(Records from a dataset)
* Begin *
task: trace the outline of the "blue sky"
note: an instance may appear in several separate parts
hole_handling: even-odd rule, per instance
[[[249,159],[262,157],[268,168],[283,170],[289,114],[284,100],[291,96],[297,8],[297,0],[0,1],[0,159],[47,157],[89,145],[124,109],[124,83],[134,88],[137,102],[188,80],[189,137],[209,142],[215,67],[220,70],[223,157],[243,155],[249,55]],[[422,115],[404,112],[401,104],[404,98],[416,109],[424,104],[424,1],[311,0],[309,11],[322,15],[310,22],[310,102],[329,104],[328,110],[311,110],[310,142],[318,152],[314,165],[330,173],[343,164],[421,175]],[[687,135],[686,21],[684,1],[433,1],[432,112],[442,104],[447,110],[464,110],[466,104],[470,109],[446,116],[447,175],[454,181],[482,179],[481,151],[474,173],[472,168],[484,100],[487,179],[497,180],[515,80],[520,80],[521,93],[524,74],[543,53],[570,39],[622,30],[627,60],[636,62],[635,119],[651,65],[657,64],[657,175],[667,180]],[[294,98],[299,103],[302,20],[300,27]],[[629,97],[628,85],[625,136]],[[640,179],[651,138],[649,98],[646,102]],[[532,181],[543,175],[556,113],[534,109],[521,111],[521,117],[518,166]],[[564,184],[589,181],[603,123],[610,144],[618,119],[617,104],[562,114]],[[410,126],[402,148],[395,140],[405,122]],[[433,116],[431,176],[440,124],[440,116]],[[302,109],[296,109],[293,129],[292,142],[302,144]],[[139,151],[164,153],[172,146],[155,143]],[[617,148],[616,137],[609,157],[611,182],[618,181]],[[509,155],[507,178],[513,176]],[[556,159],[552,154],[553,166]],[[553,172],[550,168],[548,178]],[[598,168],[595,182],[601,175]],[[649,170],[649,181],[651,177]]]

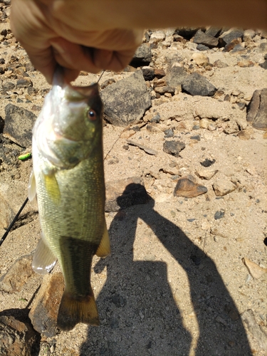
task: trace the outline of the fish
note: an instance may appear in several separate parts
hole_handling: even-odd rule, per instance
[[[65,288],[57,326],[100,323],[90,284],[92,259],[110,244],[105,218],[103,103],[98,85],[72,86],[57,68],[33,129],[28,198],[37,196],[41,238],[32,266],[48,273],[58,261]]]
* End *
* Begin *
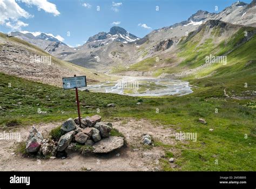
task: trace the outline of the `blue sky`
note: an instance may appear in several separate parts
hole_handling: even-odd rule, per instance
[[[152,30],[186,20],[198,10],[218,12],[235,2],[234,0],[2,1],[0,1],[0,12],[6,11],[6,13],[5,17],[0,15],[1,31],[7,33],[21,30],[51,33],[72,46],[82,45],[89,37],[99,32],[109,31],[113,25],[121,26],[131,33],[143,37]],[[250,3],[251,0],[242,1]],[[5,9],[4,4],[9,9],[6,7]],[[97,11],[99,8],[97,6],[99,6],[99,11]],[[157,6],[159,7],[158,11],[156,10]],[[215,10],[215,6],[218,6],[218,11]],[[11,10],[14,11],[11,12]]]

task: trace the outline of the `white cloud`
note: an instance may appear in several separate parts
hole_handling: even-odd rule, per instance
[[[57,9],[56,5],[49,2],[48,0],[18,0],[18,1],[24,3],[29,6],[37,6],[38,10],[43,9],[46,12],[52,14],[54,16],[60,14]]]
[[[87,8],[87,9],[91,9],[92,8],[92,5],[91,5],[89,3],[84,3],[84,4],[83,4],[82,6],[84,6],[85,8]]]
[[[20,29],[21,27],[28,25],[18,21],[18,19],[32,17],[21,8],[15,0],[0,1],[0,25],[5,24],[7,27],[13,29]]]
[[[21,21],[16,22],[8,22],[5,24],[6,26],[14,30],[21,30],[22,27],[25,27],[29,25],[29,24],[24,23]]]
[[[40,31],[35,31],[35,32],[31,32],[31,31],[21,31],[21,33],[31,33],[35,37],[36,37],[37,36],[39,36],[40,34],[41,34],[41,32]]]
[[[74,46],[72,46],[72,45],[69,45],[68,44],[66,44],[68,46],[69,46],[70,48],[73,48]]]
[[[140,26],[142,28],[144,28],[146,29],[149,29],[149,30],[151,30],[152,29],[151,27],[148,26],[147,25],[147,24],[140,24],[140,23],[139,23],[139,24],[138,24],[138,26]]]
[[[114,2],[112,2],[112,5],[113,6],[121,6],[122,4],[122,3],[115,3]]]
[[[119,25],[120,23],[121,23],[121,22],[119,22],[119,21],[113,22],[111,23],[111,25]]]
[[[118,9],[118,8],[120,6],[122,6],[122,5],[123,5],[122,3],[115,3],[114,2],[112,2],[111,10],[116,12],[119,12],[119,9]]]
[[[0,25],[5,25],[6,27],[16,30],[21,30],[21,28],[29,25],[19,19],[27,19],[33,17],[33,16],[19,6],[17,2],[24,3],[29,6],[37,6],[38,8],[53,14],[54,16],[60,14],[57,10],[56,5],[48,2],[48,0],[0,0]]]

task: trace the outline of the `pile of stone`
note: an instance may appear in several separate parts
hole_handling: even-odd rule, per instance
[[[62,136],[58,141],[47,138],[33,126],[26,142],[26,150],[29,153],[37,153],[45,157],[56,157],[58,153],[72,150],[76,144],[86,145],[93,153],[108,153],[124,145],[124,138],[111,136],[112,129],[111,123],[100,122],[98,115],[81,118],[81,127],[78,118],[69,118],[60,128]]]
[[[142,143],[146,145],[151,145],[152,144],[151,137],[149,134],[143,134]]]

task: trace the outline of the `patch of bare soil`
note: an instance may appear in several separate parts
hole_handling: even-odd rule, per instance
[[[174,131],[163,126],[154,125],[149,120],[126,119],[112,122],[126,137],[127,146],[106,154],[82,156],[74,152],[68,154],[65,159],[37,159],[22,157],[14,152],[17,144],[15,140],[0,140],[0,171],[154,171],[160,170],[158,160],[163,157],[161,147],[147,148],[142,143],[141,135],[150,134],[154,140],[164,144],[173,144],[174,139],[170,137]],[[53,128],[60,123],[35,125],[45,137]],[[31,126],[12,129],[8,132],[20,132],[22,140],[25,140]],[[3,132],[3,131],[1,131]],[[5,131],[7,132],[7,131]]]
* End *
Which lines of the material contain the string "task"? Gather every one of them, copying each line in full.

Solution to the exercise
task: trace the outline of the "blue sky"
task: trace the outline of the fish
task: trace the outline of the `blue sky`
task: trace the outline of the `white cloud`
task: trace the outline of the `pile of stone`
task: trace the outline of the `patch of bare soil`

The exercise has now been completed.